— Directions for this task —
Starting from the line containing "Wildlife-tally request: put a marker on the hill in", write out the rest of the entries exactly, through the final line, including nothing else.

— Material for this task —
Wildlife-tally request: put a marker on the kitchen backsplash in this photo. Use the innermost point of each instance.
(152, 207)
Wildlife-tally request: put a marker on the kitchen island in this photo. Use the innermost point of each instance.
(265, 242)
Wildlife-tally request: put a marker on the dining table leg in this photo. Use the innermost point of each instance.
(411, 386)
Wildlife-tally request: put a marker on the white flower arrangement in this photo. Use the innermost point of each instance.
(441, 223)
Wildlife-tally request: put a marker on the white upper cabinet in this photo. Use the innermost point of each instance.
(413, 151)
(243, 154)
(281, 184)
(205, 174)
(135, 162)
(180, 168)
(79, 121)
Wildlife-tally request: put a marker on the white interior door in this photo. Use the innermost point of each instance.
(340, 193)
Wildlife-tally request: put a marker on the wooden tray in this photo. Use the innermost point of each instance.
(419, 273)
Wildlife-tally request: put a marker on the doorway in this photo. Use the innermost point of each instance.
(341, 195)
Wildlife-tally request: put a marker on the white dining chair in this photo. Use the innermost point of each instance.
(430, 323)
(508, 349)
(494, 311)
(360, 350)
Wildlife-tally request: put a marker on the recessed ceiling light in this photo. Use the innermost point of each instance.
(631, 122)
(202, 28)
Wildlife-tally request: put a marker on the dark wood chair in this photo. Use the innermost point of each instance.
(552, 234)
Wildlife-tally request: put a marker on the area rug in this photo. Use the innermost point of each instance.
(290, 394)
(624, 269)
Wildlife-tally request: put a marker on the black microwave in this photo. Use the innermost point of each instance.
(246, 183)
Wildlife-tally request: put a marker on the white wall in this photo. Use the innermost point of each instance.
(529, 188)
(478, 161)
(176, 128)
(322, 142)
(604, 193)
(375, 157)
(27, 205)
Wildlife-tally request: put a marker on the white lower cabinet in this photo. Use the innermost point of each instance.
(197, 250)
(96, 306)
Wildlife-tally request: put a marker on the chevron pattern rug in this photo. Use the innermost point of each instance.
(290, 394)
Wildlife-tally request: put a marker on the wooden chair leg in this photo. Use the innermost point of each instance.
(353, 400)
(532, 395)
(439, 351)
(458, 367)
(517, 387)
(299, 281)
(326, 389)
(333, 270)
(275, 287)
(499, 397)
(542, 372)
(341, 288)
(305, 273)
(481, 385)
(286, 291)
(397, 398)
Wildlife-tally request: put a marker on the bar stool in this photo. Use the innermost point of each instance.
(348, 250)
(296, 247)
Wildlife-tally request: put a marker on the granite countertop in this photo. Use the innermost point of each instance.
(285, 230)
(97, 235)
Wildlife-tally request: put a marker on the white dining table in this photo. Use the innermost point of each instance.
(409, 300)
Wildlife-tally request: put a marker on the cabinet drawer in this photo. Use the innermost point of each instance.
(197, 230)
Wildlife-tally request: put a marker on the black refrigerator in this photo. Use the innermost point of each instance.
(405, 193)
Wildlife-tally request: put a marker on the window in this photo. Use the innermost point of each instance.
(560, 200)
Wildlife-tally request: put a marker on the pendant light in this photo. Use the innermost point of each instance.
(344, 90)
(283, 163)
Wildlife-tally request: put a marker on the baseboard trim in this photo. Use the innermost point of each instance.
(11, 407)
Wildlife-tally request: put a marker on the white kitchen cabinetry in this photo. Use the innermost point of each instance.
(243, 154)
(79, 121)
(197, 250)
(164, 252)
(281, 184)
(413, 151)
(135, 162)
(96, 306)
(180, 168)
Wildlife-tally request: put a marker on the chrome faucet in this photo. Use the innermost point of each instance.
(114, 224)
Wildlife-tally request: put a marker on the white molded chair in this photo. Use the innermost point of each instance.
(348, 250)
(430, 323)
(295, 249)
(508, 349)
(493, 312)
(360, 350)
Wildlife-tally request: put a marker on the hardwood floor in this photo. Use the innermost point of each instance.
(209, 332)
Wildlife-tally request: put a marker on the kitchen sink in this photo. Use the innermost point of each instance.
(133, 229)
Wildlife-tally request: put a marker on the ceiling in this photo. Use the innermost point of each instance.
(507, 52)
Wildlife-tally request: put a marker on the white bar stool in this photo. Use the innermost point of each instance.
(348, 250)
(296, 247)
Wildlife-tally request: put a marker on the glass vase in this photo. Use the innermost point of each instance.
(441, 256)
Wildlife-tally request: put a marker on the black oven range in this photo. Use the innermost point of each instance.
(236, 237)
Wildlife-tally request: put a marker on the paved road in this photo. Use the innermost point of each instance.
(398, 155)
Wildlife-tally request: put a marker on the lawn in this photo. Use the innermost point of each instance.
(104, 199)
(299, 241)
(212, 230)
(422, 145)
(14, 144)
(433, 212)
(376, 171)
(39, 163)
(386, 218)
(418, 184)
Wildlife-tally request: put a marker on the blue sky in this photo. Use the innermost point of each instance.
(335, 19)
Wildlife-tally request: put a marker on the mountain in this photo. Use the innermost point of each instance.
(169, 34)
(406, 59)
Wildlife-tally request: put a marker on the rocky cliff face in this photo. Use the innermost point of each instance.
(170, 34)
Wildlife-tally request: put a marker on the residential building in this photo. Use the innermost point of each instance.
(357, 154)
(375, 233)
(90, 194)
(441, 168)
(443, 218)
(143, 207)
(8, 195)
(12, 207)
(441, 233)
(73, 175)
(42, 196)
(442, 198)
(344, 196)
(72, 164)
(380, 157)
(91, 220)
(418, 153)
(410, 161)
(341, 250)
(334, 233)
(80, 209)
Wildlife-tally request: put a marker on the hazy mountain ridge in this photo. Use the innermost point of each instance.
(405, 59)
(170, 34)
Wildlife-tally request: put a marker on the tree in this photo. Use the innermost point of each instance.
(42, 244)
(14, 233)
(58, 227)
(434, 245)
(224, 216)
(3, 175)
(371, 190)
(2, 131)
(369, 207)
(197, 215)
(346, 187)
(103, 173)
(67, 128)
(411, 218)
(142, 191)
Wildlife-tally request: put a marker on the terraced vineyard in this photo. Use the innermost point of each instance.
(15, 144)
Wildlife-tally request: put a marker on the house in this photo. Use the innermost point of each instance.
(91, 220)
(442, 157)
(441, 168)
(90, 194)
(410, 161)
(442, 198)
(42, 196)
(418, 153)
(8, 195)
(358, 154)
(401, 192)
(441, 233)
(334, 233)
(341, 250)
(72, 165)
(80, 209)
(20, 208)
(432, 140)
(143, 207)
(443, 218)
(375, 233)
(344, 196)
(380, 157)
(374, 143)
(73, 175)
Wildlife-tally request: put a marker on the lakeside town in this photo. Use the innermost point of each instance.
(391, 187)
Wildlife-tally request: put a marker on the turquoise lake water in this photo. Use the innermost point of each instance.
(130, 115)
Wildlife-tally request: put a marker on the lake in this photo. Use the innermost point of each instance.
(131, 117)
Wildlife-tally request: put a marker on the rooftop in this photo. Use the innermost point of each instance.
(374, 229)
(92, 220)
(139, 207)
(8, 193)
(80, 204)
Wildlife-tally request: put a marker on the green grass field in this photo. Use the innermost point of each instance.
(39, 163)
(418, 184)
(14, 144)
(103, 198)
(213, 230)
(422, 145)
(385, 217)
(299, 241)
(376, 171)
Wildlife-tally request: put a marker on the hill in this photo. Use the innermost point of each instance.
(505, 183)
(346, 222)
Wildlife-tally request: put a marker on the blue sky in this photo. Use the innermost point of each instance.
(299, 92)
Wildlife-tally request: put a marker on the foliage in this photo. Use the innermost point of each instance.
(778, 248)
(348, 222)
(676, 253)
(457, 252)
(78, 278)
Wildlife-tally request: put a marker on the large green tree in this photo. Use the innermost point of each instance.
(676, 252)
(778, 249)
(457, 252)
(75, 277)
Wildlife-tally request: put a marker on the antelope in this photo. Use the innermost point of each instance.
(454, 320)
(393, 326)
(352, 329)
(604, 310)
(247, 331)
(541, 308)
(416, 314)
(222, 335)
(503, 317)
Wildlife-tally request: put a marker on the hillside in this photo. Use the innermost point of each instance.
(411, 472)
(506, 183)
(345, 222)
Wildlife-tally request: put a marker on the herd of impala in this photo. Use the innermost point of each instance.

— Written solution —
Wildlife-tally request: put a marker on the hill in this photo. Use the innermost point of each instance.
(505, 183)
(346, 222)
Wildlife-tally request: put a marker on the blue sky in this photo. Use the innermost point of each instance.
(299, 92)
Wildlife-tally request: put a marker on the foliage in this photo. Use the innermost point of each instance.
(778, 248)
(348, 222)
(676, 253)
(457, 252)
(78, 278)
Wildlife-tally request: put a marker on the large green tree in this photo. Use the innermost point of each instance.
(676, 252)
(778, 249)
(457, 252)
(75, 277)
Wildlife-tally request: put a marker on the antelope in this photo. Use the innermost point of each instance.
(454, 320)
(393, 326)
(352, 329)
(604, 310)
(247, 331)
(541, 308)
(416, 314)
(222, 335)
(503, 317)
Wildlife-tally request: put a marker on the hillside in this photo. Use the innermost point of each instance.
(411, 472)
(506, 183)
(345, 222)
Wildlife-tally request: put a marker on the herd of impala in this photo. Use the innermost point of each instance.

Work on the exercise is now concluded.